■ ЧТО НУЖНО СДЕЛАТЬ
(1) Ответьте на вопросы по приведенному ниже отрывку о еврейских беженцах, помечая ответы так же.
(а) В каком году на Украине вспыхнуло восстание под руководством Богдана Хмельницкого?
(б) Что в отрывке называется «хазокой»?
(в) Сколько самых нуждающихся беженцев литовские общины приняли на содержание?
(2) Перепечатайте без изменений тот фрагмент приведенного ниже отрывка о еврейских беженцах, который открывается словами «Но и те, кому» и заканчивается словами «жилье и заработках.».

■ ИСХОДНЫЙ ОТРЫВОК
Закон о запрете поселения мешал евреям поголовно эмигрировать из регионов, где отношение окружающего населения к ним было крайне враждебным, в те местности, где к ним относились с большей терпимостью. Как правило, этот закон не применялся к евреям, покинувшим родные места вследствие погрома или изгнания. Общины обычно давали приют лишь тем, кто уже пострадал. Если же над евреями в каком-либо городе или стране только сгущались грозовые тучи (то есть издавались новые антиеврейские законы, шли слухи о готовящемся погроме и т. п.) и они хотели уйти в более спокойные места до того, как грянет гром, шансов на прием еврейскими общинами, находящимися в этих местах, было немного. А когда гром, то есть погром, уже разразился, бежать было нелегко.
Но и те, кому удавалось бежать, считались лишь временными и неполноправными членами приютивших их общин. Их принимали с условием не нарушать «хазоку», то есть монополию старожилов на аренду жилья и «доходных мест» (например, шинка или корчмы). Если другой еврей претендовал на ту же аренду, предлагая хозяину больше денег, такое посягательство строго наказывалось – вплоть до отлучения. Законы о «хазоке» были направлены в основном против пришлых евреев, которые нуждались в жилье и заработках.
В 1648 году на Украине вспыхнуло восстание крестьян и казаков под руководством Богдана Хмельницкого против Речи Посполитой (Польша и Литва). Оно сопровождалось резней панов и евреев, многие из которых были арендаторами, – управителями панских имений. Евреев (причем отнюдь не только арендаторов), захваченных мятежниками, забивали палками насмерть, поджаривали на угольях, сдирали кожу с живых. Счастьем было попасть в руки крымских татар – союзников Хмельницкого. Они уводили пленных в Турцию и потом отпускали за выкуп. В 1652 году Натан Ганновер – свидетель и летописец ужасов Хмельничины, писал, что турецкие евреи не только выкупают из плена своих украинских единоверцев, но и содержат их за свой счет «по сей день», то есть уже три-четыре года. Бедные и пострадавшие от войны общины Польши и Литвы не имели таких возможностей для оказания помощи беглецам, как богатые общины Турции и других стран – от Голландии до Египта.
Когда беглецы с Украины хлынули в Литву (в состав которой в то время входила и Белоруссия), Ваад – высший орган еврейского самоуправления этой страны – предоставил им приют. Две тысячи самых нуждающихся беженцев были приняты на содержание литовскими общинами в течение нескольких месяцев. Тысячи беглецов нашли убежище в общинах Польши, Чехии, Германии и других стран, хотя эти общины в нормальных условиях почти не принимали «чужих».

■ ПРЕДСТАВЛЕННЫЕ МАТЕРИАЛЫ
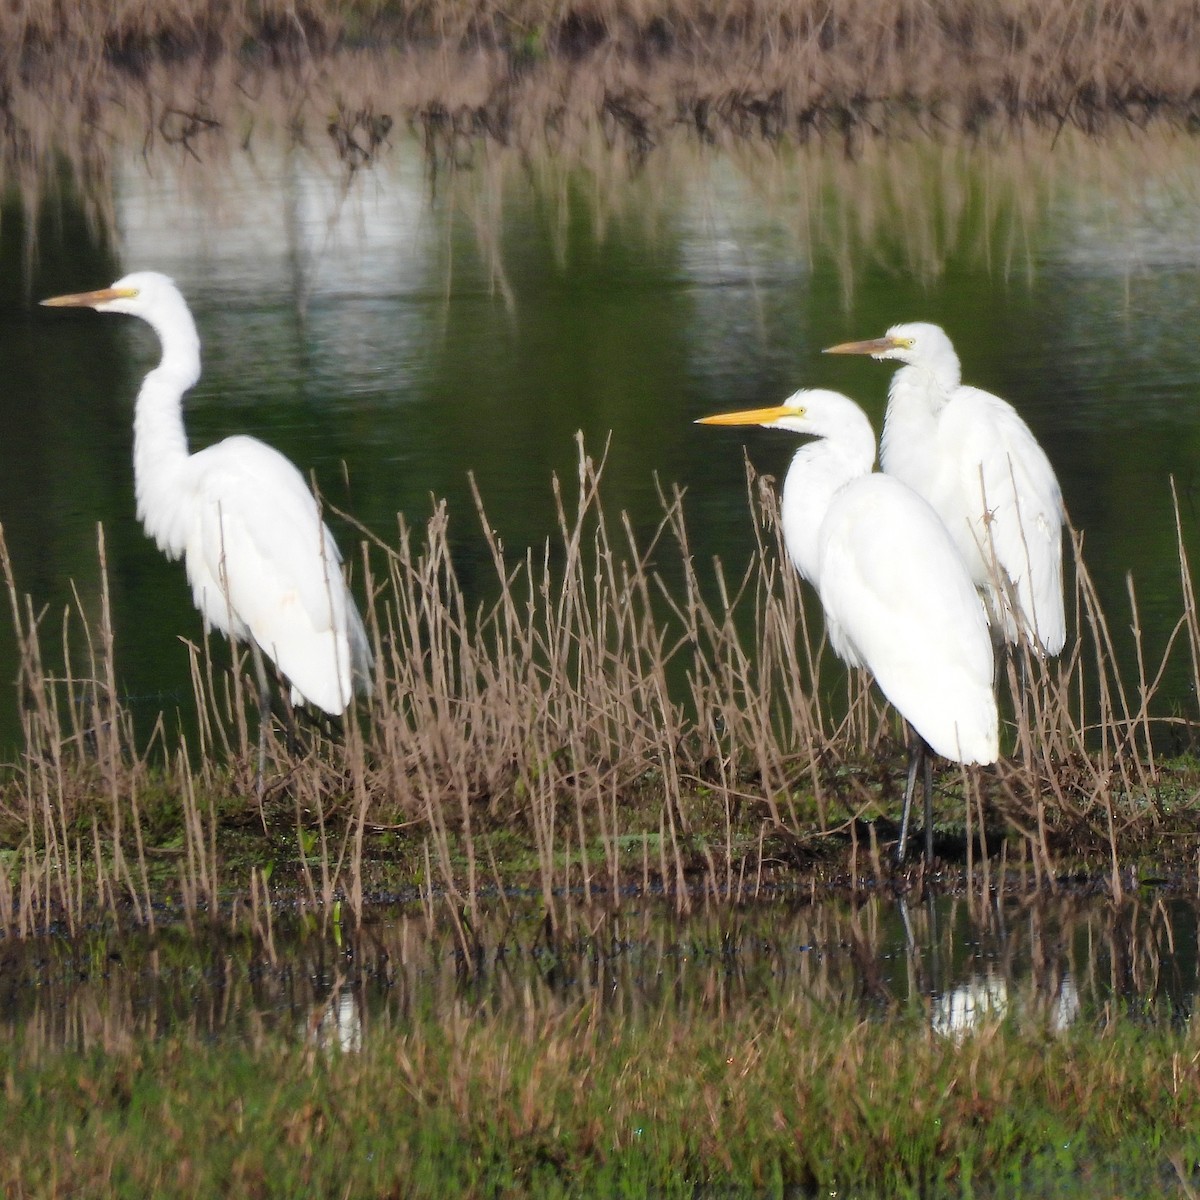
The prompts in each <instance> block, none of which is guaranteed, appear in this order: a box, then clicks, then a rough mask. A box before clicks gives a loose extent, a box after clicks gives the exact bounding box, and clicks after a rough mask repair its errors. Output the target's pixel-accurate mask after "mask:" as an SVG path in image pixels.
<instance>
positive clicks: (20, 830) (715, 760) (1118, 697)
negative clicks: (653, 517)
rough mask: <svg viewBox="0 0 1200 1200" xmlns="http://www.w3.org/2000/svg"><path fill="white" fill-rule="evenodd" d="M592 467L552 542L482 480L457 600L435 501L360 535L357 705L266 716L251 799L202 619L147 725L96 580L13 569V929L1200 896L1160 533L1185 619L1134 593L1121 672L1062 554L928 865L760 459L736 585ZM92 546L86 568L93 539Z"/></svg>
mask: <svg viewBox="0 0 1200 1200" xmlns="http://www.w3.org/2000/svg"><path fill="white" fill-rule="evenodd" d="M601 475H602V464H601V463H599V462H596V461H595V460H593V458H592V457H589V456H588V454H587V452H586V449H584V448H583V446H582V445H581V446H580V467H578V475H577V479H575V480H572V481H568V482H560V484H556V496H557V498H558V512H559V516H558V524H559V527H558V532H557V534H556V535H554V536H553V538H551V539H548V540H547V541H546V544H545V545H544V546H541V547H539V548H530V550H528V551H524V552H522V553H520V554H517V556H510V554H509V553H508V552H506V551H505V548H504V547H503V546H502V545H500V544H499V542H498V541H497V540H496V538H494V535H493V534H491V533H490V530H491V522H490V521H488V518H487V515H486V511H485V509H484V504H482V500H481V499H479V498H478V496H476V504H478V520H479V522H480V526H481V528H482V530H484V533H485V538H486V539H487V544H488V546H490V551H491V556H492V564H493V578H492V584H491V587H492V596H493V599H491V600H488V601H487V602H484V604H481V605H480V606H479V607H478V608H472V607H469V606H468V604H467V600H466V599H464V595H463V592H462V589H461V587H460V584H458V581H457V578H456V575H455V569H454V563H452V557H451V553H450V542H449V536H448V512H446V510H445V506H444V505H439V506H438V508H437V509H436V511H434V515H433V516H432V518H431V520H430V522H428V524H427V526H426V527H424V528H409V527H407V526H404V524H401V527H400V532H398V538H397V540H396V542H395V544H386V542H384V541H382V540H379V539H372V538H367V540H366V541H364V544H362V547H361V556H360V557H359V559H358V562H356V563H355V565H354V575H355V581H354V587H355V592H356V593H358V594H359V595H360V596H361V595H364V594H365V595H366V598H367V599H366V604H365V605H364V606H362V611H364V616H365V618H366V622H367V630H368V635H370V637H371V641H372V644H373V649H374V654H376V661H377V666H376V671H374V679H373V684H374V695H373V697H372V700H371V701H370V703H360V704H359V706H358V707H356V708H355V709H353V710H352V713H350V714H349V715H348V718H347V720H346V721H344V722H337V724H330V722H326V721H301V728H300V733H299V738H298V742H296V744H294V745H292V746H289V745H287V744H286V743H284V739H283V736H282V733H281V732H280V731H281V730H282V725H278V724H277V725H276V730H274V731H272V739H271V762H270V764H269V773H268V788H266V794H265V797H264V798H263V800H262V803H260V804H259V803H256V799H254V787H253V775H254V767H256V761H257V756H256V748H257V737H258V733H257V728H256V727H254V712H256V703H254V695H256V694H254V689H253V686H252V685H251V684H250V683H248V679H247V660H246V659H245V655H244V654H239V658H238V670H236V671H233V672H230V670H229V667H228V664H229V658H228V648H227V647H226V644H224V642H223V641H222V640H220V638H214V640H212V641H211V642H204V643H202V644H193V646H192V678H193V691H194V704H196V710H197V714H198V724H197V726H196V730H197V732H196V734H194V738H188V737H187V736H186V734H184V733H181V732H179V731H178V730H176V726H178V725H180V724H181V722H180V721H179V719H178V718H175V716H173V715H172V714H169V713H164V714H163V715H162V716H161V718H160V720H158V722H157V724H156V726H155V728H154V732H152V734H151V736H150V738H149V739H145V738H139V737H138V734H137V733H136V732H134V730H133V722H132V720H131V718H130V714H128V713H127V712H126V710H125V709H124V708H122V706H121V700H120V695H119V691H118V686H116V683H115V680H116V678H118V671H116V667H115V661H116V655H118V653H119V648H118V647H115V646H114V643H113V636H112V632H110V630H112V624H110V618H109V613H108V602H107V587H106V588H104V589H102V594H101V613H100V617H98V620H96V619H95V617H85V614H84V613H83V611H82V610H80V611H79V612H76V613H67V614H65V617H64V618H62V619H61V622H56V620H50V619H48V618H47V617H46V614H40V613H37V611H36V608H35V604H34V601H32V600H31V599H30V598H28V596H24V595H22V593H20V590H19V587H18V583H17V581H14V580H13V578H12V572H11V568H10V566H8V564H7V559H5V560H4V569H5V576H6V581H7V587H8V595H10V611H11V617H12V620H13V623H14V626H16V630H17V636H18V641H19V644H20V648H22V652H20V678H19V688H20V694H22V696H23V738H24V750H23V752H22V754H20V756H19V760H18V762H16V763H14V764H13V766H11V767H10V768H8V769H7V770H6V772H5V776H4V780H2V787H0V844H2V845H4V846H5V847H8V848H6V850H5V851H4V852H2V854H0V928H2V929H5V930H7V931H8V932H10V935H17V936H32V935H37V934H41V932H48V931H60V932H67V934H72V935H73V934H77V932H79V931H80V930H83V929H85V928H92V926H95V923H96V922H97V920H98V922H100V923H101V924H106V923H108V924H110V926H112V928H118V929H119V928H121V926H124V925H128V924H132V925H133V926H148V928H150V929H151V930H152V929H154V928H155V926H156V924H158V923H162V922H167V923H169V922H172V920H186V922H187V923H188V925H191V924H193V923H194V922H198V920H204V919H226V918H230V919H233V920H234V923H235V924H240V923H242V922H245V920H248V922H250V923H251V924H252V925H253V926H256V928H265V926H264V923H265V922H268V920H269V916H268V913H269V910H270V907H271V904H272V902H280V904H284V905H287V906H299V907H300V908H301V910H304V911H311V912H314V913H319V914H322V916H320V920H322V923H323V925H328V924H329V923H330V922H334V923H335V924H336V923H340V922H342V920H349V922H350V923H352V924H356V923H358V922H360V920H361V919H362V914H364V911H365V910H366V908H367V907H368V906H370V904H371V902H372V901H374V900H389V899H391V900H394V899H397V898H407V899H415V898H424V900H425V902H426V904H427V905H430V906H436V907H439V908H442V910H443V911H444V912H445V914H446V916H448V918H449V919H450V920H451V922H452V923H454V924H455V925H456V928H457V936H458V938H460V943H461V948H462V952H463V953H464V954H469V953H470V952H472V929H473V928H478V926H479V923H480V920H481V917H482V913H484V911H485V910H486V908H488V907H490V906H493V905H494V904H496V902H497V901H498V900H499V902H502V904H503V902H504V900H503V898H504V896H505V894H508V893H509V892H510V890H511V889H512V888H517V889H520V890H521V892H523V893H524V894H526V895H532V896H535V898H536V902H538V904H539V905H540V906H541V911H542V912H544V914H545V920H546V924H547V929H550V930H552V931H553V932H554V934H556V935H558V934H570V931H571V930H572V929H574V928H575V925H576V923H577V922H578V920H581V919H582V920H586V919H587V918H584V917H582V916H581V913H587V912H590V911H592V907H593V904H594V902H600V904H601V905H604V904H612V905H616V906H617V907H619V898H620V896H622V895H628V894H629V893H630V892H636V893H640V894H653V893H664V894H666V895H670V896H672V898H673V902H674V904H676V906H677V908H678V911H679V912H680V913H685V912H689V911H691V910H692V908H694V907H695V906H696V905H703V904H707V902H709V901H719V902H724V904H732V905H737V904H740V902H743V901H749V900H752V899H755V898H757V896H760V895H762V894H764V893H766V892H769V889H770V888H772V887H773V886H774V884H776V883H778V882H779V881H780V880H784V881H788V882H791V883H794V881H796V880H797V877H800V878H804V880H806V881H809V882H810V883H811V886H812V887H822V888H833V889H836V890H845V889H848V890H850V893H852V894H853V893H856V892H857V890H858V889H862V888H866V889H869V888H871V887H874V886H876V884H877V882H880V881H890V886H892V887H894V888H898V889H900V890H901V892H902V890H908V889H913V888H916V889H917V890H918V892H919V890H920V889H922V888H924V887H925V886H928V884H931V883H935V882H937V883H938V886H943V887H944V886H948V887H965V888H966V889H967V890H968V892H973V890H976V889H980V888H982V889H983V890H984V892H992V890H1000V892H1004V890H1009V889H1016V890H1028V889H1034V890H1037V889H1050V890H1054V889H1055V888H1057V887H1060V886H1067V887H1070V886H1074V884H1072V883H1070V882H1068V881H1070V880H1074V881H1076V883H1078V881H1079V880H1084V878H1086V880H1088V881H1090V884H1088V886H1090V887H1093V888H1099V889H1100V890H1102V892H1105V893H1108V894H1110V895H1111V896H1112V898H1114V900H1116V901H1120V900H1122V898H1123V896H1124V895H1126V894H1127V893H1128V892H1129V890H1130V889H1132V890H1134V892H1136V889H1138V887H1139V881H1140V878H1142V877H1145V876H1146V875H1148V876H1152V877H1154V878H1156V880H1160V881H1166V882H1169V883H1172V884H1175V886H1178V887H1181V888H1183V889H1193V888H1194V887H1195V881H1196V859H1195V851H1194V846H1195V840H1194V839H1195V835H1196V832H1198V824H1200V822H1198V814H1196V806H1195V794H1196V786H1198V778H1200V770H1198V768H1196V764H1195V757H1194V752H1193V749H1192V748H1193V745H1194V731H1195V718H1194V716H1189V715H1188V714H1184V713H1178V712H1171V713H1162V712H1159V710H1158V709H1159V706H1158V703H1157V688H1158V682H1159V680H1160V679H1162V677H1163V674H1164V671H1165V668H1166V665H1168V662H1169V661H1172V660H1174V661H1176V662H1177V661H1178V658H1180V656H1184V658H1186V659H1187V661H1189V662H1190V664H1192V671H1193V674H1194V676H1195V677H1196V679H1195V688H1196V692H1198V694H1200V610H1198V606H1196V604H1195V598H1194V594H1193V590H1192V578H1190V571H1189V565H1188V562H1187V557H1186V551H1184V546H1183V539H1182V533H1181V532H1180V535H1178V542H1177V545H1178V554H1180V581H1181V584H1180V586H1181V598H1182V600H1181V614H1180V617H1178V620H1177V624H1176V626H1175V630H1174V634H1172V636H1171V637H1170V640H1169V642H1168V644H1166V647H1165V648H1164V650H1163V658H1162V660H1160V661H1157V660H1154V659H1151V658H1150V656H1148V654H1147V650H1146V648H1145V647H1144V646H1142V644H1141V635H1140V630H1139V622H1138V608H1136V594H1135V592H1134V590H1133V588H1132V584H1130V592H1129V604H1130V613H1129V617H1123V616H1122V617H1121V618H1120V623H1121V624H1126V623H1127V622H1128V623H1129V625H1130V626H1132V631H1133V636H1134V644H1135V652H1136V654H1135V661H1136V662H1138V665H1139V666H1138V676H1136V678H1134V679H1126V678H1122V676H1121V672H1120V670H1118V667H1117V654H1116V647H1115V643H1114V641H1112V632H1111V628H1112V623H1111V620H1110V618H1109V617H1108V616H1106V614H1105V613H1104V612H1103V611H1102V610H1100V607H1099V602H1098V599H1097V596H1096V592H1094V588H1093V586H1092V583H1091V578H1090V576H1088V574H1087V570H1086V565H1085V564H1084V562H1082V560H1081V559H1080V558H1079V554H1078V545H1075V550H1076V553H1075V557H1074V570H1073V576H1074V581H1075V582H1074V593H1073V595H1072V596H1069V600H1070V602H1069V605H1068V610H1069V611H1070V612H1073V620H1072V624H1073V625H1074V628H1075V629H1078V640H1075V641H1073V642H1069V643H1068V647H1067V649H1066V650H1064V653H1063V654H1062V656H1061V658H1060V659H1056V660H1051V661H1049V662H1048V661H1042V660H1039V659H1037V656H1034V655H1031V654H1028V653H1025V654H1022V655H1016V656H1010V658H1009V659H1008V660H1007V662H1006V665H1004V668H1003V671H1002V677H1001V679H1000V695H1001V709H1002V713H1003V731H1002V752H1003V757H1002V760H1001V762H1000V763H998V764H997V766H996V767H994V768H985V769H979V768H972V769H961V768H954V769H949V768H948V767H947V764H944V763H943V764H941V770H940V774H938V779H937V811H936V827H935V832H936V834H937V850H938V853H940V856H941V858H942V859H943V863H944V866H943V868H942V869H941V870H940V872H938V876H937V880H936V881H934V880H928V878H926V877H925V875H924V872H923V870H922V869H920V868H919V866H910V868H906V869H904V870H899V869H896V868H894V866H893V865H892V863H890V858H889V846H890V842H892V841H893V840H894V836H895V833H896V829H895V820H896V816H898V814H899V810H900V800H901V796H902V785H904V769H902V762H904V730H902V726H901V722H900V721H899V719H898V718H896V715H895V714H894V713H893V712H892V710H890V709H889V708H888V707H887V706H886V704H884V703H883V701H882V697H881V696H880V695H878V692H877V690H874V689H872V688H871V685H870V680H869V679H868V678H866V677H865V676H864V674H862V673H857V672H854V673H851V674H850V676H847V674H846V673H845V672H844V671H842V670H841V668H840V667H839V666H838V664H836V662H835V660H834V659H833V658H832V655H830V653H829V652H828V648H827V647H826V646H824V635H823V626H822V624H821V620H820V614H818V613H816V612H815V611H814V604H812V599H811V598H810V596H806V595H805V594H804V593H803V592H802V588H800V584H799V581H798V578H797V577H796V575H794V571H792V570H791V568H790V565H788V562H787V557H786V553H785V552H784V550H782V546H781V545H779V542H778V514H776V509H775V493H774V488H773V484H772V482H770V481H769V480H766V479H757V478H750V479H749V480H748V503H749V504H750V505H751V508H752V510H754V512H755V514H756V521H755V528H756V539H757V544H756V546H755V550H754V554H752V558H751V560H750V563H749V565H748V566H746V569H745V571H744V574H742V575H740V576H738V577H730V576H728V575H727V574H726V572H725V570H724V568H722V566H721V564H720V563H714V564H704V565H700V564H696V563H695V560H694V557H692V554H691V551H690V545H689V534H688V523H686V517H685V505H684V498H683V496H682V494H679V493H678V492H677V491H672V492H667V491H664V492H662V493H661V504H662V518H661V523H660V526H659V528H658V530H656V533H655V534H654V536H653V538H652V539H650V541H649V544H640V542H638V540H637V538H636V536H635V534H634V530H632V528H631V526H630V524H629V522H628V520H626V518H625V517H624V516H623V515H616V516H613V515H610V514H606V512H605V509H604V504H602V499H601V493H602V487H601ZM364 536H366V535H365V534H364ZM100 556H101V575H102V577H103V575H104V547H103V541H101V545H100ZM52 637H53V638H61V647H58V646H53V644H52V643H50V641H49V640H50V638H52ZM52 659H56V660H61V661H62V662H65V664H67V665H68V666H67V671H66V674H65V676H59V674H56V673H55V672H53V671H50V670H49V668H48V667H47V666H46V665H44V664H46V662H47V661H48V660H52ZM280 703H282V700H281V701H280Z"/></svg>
---
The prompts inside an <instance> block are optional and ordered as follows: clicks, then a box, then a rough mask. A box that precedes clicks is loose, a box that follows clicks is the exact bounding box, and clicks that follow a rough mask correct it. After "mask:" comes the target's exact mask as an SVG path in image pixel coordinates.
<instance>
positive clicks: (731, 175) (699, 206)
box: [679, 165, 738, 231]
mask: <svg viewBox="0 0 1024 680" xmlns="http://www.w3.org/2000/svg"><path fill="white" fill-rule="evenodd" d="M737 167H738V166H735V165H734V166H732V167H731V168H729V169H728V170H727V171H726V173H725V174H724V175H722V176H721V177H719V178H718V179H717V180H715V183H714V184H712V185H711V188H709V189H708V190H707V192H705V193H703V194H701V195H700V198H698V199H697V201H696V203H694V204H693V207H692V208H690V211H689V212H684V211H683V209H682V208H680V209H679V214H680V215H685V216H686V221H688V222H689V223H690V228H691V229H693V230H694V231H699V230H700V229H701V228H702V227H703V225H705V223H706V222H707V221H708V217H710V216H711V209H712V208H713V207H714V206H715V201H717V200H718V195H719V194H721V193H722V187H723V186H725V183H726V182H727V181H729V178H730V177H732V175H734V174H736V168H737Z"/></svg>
* * *
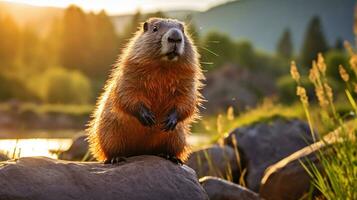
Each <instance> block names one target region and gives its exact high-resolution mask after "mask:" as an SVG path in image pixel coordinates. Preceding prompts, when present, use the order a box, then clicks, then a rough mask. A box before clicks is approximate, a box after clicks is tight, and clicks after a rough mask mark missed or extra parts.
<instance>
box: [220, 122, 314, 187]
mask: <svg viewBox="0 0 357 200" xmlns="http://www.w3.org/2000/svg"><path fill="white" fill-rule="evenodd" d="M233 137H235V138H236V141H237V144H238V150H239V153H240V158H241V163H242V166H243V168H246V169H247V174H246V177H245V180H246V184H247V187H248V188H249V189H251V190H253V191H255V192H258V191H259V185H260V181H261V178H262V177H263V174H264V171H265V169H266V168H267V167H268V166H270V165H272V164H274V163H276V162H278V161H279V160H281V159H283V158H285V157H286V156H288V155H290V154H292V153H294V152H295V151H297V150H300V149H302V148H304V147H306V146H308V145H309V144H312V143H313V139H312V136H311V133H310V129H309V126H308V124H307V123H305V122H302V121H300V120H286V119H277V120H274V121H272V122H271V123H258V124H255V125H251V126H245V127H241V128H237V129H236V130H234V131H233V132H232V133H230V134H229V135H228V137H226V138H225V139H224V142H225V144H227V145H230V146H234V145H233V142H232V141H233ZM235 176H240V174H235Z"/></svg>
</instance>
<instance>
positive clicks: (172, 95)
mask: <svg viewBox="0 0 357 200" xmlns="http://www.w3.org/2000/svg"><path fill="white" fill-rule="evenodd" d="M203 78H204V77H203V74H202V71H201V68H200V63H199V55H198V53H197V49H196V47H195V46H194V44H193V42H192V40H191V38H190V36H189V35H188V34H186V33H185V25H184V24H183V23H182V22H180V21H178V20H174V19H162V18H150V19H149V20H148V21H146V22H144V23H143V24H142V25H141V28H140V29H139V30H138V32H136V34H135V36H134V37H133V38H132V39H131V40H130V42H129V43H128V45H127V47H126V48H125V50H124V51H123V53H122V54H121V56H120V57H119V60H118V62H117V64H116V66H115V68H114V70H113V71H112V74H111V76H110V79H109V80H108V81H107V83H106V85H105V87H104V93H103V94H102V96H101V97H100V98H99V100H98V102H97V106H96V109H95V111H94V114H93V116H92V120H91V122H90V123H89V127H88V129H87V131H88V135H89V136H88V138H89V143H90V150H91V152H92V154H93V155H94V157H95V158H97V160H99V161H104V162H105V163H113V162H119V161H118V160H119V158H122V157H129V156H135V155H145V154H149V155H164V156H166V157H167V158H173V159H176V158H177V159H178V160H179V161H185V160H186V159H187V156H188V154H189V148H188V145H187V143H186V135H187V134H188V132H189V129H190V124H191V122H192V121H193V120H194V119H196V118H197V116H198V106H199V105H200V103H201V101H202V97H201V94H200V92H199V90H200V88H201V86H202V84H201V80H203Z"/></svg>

■ ОТВЕТЫ ПО ПУНКТАМ
(1)
(а) В 1648 году.
(б) Монополия старожилов на аренду жилья и «доходных мест» (например, шинка или корчмы).
(в) Две тысячи.

(2)
Но и те, кому удавалось бежать, считались лишь временными и неполноправными членами приютивших их общин. Их принимали с условием не нарушать «хазоку», то есть монополию старожилов на аренду жилья и «доходных мест» (например, шинка или корчмы). Если другой еврей претендовал на ту же аренду, предлагая хозяину больше денег, такое посягательство строго наказывалось – вплоть до отлучения. Законы о «хазоке» были направлены в основном против пришлых евреев, которые нуждались в жилье и заработках.